Content starts
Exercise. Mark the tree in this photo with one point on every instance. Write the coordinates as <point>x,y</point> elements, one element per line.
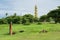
<point>27,18</point>
<point>55,14</point>
<point>43,18</point>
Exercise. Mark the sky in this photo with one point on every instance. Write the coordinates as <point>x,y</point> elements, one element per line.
<point>22,7</point>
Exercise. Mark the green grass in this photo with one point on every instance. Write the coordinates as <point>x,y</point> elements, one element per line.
<point>31,32</point>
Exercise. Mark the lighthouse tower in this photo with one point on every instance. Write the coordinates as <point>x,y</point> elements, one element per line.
<point>35,10</point>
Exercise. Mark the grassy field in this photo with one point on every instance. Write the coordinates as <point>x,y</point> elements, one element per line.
<point>31,32</point>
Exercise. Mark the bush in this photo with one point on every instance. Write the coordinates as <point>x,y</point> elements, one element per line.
<point>27,23</point>
<point>39,23</point>
<point>21,31</point>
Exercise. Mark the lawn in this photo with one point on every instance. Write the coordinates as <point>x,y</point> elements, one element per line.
<point>31,32</point>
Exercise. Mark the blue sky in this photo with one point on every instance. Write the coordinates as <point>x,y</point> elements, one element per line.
<point>22,7</point>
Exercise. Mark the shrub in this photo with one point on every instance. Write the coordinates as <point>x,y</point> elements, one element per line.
<point>39,23</point>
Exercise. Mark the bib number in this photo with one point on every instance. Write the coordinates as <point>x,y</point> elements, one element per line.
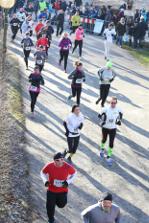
<point>58,183</point>
<point>28,48</point>
<point>33,88</point>
<point>15,24</point>
<point>39,62</point>
<point>79,81</point>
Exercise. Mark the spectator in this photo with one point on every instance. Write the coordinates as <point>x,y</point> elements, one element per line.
<point>120,31</point>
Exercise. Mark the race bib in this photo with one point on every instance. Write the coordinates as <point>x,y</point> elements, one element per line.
<point>39,62</point>
<point>28,48</point>
<point>66,48</point>
<point>111,120</point>
<point>33,88</point>
<point>79,81</point>
<point>58,183</point>
<point>15,24</point>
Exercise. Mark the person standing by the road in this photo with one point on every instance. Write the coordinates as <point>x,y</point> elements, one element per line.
<point>79,35</point>
<point>40,57</point>
<point>120,30</point>
<point>36,80</point>
<point>109,34</point>
<point>110,117</point>
<point>27,43</point>
<point>57,176</point>
<point>106,76</point>
<point>75,22</point>
<point>78,77</point>
<point>43,41</point>
<point>15,25</point>
<point>64,44</point>
<point>73,125</point>
<point>102,212</point>
<point>60,22</point>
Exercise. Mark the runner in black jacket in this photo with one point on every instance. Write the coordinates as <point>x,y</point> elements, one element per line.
<point>77,77</point>
<point>36,80</point>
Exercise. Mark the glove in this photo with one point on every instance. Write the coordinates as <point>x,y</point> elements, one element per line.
<point>65,184</point>
<point>118,122</point>
<point>67,133</point>
<point>47,183</point>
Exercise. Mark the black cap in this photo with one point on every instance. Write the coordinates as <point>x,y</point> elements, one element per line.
<point>58,156</point>
<point>106,197</point>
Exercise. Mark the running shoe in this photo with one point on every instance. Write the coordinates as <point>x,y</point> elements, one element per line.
<point>102,153</point>
<point>109,161</point>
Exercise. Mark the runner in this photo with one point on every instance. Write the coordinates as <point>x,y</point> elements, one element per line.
<point>64,44</point>
<point>27,43</point>
<point>15,25</point>
<point>75,22</point>
<point>102,212</point>
<point>73,125</point>
<point>40,57</point>
<point>43,41</point>
<point>110,117</point>
<point>78,77</point>
<point>21,16</point>
<point>60,22</point>
<point>38,28</point>
<point>36,80</point>
<point>79,34</point>
<point>106,76</point>
<point>57,176</point>
<point>109,34</point>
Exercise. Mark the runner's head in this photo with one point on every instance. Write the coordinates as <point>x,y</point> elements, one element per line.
<point>78,65</point>
<point>75,109</point>
<point>58,159</point>
<point>109,65</point>
<point>113,102</point>
<point>106,201</point>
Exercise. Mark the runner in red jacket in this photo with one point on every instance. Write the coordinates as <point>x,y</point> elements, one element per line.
<point>43,41</point>
<point>57,176</point>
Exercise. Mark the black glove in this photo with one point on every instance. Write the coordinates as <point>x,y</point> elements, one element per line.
<point>118,122</point>
<point>47,183</point>
<point>65,184</point>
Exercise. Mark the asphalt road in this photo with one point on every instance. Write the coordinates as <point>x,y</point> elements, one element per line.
<point>128,178</point>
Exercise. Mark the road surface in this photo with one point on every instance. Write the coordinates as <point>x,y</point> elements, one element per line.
<point>128,179</point>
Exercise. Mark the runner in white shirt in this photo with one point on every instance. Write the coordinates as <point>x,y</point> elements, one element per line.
<point>109,33</point>
<point>73,125</point>
<point>110,117</point>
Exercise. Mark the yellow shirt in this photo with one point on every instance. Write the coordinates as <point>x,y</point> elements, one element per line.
<point>75,20</point>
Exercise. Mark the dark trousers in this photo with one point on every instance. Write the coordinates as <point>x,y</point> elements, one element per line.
<point>26,56</point>
<point>73,143</point>
<point>60,28</point>
<point>80,44</point>
<point>53,199</point>
<point>64,55</point>
<point>111,133</point>
<point>76,91</point>
<point>104,91</point>
<point>14,33</point>
<point>34,96</point>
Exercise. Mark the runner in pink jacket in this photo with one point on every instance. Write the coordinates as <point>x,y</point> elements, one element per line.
<point>79,35</point>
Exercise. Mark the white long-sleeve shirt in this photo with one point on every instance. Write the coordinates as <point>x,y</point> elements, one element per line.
<point>73,122</point>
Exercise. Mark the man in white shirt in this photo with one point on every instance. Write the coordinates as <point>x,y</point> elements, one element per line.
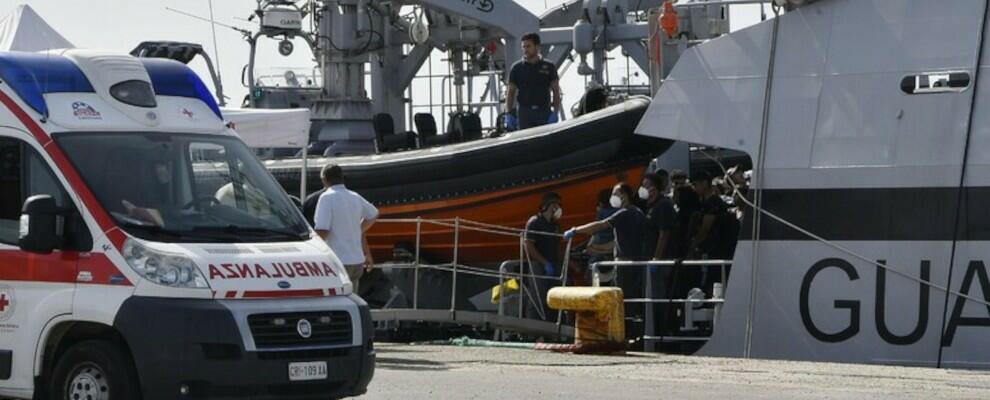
<point>342,217</point>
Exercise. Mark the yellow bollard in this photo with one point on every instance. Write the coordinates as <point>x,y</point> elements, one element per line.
<point>600,316</point>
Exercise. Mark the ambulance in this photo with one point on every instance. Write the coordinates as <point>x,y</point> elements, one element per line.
<point>145,253</point>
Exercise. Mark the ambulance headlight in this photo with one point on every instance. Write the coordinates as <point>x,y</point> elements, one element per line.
<point>163,268</point>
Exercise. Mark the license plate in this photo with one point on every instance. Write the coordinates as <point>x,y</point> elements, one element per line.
<point>309,371</point>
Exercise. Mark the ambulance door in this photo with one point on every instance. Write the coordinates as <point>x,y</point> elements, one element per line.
<point>34,288</point>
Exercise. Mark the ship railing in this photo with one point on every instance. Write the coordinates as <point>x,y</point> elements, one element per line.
<point>691,313</point>
<point>528,286</point>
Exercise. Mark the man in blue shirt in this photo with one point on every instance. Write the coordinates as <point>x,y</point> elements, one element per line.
<point>531,82</point>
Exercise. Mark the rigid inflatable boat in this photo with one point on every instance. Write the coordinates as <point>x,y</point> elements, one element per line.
<point>493,180</point>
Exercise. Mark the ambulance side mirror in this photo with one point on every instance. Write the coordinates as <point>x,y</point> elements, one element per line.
<point>38,230</point>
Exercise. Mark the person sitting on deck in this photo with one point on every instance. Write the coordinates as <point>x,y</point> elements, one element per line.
<point>543,242</point>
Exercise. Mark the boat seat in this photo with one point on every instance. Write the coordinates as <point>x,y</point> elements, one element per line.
<point>426,129</point>
<point>386,139</point>
<point>464,126</point>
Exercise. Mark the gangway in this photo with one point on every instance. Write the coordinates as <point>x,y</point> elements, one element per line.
<point>501,320</point>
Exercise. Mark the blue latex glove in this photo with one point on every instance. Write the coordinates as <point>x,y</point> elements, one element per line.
<point>570,234</point>
<point>511,123</point>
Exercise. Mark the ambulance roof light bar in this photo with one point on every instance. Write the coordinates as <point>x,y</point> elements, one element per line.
<point>32,75</point>
<point>172,78</point>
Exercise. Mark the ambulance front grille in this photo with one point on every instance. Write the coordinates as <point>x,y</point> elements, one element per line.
<point>281,331</point>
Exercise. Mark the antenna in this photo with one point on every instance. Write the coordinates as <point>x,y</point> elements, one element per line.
<point>241,30</point>
<point>216,50</point>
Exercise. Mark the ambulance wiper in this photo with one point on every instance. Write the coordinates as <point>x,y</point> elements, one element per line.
<point>247,230</point>
<point>156,230</point>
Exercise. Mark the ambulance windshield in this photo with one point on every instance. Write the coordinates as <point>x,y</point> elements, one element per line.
<point>184,188</point>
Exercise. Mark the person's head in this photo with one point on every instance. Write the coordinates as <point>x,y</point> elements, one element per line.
<point>332,174</point>
<point>603,197</point>
<point>622,195</point>
<point>550,206</point>
<point>653,187</point>
<point>531,45</point>
<point>702,182</point>
<point>678,178</point>
<point>163,174</point>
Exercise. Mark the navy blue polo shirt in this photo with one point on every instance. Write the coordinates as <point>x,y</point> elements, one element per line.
<point>532,82</point>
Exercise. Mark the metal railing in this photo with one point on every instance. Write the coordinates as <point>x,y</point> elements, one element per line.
<point>650,338</point>
<point>515,268</point>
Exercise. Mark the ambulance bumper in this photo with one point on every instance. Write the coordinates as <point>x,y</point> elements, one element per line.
<point>203,349</point>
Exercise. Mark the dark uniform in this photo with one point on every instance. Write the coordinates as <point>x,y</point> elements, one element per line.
<point>549,248</point>
<point>532,82</point>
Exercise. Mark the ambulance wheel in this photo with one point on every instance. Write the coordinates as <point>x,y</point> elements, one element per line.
<point>94,370</point>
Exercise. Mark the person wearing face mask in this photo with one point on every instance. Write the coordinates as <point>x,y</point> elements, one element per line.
<point>629,224</point>
<point>542,242</point>
<point>660,244</point>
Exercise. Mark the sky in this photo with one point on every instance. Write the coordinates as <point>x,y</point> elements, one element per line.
<point>121,24</point>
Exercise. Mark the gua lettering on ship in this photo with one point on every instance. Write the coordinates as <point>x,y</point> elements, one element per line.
<point>301,269</point>
<point>976,278</point>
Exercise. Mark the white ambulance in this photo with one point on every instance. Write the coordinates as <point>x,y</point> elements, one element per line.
<point>146,253</point>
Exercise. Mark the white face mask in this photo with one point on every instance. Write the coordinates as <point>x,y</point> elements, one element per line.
<point>644,193</point>
<point>615,201</point>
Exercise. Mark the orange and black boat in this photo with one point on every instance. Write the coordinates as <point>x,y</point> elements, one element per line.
<point>497,181</point>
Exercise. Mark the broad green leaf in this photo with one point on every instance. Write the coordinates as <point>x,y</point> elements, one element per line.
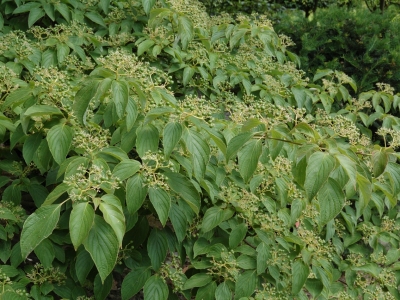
Content ends
- **TASK GOAL**
From the line containing "Exercise. Mark the person wearing" down to the end of the listing above, every line is to be returned exactly, though the pictures are not.

- **SOLUTION TO THIS TASK**
Exercise. Mark the person wearing face mask in this photo with one point on every instance. Write the coordinates as <point>x,y</point> elements, one element per line.
<point>629,224</point>
<point>542,242</point>
<point>660,244</point>
Exercise. Mark the sky in this photo with one point on every instance. Write the coordinates as <point>x,y</point> elements, one element per line.
<point>121,24</point>
Exercise. Mark the gua lettering on ship in this photo with one point on every instance. Write the coordinates as <point>x,y</point> elements, one element per line.
<point>301,269</point>
<point>976,278</point>
Exercise. Mark the white ambulance in this photo with one point on every instance. Write the coordinates as <point>x,y</point> elements, one element per line.
<point>146,253</point>
Exercise. Mark the white face mask in this photo with one point on every instance. Write the coordinates as <point>x,y</point> elements, one element per line.
<point>644,193</point>
<point>615,201</point>
Exercise. Mark the orange and black boat in this photo with one point on every instance. Write the coordinates as <point>x,y</point> elements, one element per line.
<point>497,181</point>
Exercise. Mark the broad green leaf in this photo with one point on every instance. Write the coordinates as <point>x,y</point> elements, one element per line.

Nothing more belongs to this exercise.